_Requirement:_
Among the records below, find the line that has "class is: cabinet"; from there, give the lines again exactly, and stop after the line that has "class is: blue".

[Collected data]

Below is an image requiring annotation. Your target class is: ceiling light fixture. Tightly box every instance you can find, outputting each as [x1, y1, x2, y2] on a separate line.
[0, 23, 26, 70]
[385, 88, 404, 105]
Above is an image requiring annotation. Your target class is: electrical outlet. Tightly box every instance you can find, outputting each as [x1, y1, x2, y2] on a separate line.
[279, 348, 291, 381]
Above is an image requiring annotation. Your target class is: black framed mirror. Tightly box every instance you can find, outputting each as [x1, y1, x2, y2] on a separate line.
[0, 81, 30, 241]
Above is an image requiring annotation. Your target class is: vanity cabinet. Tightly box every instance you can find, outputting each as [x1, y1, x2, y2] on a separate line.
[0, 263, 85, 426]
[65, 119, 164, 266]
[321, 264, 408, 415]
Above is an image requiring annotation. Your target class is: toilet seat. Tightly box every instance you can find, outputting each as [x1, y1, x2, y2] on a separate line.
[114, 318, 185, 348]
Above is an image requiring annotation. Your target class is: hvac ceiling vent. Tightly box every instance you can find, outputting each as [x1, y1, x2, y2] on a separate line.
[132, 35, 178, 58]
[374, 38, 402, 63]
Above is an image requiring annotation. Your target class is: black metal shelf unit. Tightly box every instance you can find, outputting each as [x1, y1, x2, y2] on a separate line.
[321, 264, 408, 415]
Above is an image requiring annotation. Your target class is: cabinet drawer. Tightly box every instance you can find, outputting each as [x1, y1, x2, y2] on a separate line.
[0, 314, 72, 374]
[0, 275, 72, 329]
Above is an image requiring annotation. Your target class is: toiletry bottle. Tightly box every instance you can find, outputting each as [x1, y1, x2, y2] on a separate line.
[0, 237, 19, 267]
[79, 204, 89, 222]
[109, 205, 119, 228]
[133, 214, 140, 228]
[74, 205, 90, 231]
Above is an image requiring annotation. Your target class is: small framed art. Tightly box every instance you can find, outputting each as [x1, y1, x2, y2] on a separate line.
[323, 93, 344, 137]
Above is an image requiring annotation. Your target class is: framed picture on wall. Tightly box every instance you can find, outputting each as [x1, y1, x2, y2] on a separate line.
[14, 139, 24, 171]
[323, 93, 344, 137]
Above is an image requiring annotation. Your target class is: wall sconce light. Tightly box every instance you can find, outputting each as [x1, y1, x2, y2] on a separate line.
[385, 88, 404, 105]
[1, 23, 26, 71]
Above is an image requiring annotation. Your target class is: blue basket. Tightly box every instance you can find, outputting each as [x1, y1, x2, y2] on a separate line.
...
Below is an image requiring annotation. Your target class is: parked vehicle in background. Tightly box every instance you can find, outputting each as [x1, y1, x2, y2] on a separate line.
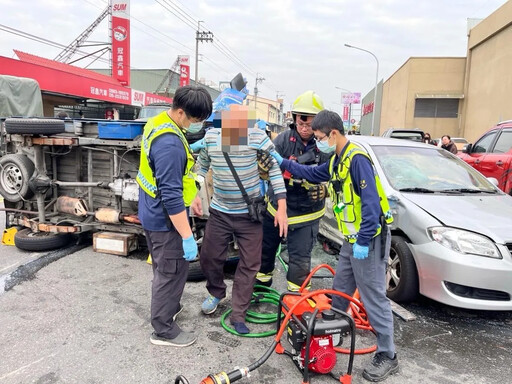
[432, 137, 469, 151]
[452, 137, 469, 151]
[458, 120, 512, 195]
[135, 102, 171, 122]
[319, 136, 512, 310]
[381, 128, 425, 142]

_Answer:_
Above is an image requiring annotation. Your target class is: cabinet drawer. Tightly box every instance you can find, outputting each as [x1, y1, x2, y2] on a separate line.
[0, 314, 72, 374]
[0, 275, 72, 329]
Above is an image requiring annotation. Your target class is: toiletry bottle. Tightly box every instance you can find, outputting each as [x1, y1, x2, y2] on a separate line.
[0, 237, 19, 267]
[79, 204, 89, 222]
[109, 205, 119, 228]
[133, 214, 140, 228]
[74, 205, 90, 231]
Above is an image requiring annotation. Your target class is: small framed art. Tightly box every instance you can find, outputting each as [x1, y1, x2, y2] on a separate line.
[323, 93, 344, 137]
Above is an image requiring annotation. Your target class is: framed picture on wall. Tightly box every instance you can find, outputting each as [x1, y1, x2, y2] on a separate line.
[14, 139, 24, 171]
[323, 93, 344, 137]
Above is an image requiring annotation. Your target class is: wall sconce light. Tightly box every instance you can find, outputting each as [x1, y1, x2, y2] on a separate line.
[385, 88, 404, 105]
[1, 23, 26, 71]
Above is an image requiring annotation. Your target class is: blue basket. Tightly box every instance you can find, outputting each as [x1, y1, x2, y2] on a separate line.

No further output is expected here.